#### What the task asks
In the data below, copy out everything from the line containing "task: segment the ceiling" down to the end of the data, both ends included, character for character.

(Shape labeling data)
## begin
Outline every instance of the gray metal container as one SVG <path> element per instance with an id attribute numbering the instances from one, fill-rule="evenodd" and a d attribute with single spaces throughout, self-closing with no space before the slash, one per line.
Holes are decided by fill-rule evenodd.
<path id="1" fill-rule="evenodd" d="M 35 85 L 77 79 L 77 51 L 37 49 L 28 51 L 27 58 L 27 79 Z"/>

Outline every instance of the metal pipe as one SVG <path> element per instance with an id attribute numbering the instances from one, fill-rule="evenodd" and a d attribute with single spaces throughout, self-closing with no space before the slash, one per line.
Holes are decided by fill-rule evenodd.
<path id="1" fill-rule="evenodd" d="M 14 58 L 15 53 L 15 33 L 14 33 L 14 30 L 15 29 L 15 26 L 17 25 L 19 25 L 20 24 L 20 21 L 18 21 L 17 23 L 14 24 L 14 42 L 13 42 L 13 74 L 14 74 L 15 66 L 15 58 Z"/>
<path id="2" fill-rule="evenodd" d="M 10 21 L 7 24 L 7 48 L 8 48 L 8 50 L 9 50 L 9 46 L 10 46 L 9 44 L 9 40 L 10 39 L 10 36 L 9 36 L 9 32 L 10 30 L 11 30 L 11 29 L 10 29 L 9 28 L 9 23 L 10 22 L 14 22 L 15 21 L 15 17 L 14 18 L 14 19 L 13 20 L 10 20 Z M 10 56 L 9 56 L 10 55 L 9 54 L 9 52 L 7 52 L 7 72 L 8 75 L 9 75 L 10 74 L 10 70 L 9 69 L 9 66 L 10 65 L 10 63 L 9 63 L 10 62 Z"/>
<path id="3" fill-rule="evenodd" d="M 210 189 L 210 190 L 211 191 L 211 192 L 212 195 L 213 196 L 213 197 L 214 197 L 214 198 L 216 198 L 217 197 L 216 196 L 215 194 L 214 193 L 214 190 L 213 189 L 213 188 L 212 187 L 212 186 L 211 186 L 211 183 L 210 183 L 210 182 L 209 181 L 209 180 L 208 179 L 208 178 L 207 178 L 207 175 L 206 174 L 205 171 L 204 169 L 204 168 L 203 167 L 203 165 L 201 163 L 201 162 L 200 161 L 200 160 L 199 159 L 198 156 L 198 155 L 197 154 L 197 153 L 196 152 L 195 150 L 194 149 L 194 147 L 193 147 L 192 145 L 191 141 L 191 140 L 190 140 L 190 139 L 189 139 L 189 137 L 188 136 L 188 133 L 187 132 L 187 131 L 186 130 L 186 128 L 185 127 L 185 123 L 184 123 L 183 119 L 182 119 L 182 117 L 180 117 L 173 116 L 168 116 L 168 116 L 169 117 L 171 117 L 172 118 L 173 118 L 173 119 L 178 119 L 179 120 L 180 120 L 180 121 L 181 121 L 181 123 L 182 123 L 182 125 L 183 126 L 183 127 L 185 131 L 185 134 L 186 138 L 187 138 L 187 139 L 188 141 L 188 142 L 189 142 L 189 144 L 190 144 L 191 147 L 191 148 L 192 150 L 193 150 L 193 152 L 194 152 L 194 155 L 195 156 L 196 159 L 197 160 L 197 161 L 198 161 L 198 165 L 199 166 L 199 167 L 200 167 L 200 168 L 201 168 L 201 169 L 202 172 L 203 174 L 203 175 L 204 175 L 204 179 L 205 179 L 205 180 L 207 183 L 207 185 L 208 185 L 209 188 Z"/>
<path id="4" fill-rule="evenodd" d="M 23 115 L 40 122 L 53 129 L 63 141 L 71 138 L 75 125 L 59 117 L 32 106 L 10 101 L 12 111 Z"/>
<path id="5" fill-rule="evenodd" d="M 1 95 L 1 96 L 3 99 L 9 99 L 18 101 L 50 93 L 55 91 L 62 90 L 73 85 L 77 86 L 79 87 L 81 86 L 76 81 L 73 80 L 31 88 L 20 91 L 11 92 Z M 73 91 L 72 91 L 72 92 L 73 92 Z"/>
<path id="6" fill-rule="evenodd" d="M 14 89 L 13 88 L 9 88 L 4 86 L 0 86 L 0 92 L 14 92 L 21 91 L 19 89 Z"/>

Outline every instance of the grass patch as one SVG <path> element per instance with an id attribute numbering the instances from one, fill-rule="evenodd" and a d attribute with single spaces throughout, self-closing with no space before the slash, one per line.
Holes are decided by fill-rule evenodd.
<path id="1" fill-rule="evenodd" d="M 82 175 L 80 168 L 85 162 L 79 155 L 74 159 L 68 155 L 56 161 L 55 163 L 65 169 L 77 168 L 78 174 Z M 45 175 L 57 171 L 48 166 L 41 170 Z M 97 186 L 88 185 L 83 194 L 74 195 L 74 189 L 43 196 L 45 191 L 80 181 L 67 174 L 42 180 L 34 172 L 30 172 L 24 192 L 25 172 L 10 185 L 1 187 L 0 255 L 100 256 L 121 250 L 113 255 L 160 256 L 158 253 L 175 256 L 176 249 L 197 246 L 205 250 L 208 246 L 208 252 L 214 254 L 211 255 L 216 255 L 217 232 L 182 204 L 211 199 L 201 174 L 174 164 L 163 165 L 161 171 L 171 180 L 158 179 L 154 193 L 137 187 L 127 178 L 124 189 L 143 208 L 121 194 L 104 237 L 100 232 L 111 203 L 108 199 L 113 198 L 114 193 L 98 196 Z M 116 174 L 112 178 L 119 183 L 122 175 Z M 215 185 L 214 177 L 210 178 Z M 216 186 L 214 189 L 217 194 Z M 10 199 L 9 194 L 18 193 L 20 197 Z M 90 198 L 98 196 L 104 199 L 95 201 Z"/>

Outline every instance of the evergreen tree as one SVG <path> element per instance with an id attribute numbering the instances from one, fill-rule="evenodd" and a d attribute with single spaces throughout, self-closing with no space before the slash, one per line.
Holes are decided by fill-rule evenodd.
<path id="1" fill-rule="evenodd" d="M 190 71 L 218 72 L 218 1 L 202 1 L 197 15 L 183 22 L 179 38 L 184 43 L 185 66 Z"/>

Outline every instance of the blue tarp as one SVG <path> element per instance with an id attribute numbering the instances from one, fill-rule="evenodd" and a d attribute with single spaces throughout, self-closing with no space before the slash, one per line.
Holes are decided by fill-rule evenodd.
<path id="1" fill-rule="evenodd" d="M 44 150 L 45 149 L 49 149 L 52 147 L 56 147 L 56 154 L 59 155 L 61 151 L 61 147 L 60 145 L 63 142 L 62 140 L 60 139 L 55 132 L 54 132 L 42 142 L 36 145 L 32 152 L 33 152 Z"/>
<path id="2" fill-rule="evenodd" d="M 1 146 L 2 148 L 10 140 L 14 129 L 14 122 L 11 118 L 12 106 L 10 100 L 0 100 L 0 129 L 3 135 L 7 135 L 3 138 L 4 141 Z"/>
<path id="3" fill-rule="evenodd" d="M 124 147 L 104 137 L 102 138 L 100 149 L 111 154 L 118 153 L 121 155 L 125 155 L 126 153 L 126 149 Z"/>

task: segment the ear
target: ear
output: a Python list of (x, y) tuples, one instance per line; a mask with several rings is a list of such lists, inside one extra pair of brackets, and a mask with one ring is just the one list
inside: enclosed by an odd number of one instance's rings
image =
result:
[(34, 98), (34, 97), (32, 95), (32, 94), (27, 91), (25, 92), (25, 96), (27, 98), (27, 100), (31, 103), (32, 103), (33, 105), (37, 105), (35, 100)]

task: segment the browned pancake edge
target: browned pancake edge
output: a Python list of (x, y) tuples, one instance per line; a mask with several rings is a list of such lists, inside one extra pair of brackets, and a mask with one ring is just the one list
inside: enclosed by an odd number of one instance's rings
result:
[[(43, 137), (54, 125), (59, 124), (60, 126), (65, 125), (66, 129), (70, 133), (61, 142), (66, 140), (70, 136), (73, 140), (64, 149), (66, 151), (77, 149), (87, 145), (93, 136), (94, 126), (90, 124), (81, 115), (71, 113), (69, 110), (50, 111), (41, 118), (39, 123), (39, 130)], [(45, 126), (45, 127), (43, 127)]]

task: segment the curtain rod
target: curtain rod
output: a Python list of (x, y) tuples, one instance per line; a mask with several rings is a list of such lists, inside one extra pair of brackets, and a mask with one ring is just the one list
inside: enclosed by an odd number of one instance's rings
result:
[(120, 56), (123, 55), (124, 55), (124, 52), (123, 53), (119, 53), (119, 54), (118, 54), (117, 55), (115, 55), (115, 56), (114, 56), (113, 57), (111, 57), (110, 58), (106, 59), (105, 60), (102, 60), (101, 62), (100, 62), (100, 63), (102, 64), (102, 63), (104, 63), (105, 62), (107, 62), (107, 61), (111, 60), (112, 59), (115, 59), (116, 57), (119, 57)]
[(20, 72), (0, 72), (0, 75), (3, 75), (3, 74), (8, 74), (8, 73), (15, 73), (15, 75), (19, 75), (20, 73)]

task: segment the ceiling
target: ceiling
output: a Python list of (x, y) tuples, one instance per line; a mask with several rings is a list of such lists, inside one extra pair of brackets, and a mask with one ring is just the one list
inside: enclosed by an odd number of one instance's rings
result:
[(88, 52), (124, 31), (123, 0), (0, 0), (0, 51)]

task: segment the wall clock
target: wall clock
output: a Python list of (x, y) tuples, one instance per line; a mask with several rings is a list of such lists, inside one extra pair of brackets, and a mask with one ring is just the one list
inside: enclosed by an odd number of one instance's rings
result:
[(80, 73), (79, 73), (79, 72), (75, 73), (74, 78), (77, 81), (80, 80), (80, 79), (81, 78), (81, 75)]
## end
#### Completed task
task: segment the ceiling
target: ceiling
output: a Python list of (x, y) tuples, one instance per line; a mask with several rings is a list of such lists, inside one extra pair of brackets, and a mask with one ring is just the one list
inside: enclosed by an odd number of one instance's rings
result:
[(88, 52), (124, 31), (123, 0), (0, 0), (0, 51)]

task: segment the wall clock
target: wall clock
output: a Python list of (x, y) tuples, one instance per line; a mask with several rings is a list of such lists, inside one extra pair of brackets, and a mask with one ring is just the one list
inside: enclosed by an odd number of one instance's rings
result:
[(80, 73), (79, 73), (79, 72), (75, 73), (74, 78), (77, 81), (80, 80), (80, 79), (81, 78), (81, 75)]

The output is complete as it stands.